= What is expected =
Your answer must be the records below repeated word for word, with no pictures in it.

= Data for this exercise =
◇ ◇ ◇ ◇ ◇ ◇ ◇
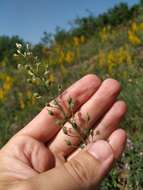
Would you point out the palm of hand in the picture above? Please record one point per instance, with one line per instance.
(27, 154)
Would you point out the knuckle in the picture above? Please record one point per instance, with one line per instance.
(93, 78)
(113, 86)
(82, 170)
(121, 109)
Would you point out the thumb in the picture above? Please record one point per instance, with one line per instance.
(85, 170)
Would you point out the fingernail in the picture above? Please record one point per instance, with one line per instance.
(101, 150)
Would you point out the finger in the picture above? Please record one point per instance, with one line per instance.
(86, 170)
(110, 121)
(96, 107)
(43, 126)
(108, 124)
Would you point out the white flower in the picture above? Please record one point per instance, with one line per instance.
(18, 45)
◇ ◇ ◇ ◇ ◇ ◇ ◇
= Exercise answer =
Would you point out the palm of hand in the picture above? Please record one point per instance, with one line per instance.
(27, 154)
Would you point out the knuckle in the picture above? Please record one point per instance, with one line per instance.
(93, 78)
(113, 86)
(82, 170)
(121, 109)
Would you point out the thumb in the picture above? Please record one point per instance, with one line per instance.
(85, 170)
Would you point out the fingernail in the picture above? Please record one point per instance, with one line per instance.
(101, 150)
Would you point out the finger in the picture above? Please record one point per instance, with one line per instance.
(86, 170)
(110, 121)
(96, 107)
(43, 126)
(108, 124)
Would you point out the white flower in the picture above? Please record one point per instance, with one line per instance.
(18, 45)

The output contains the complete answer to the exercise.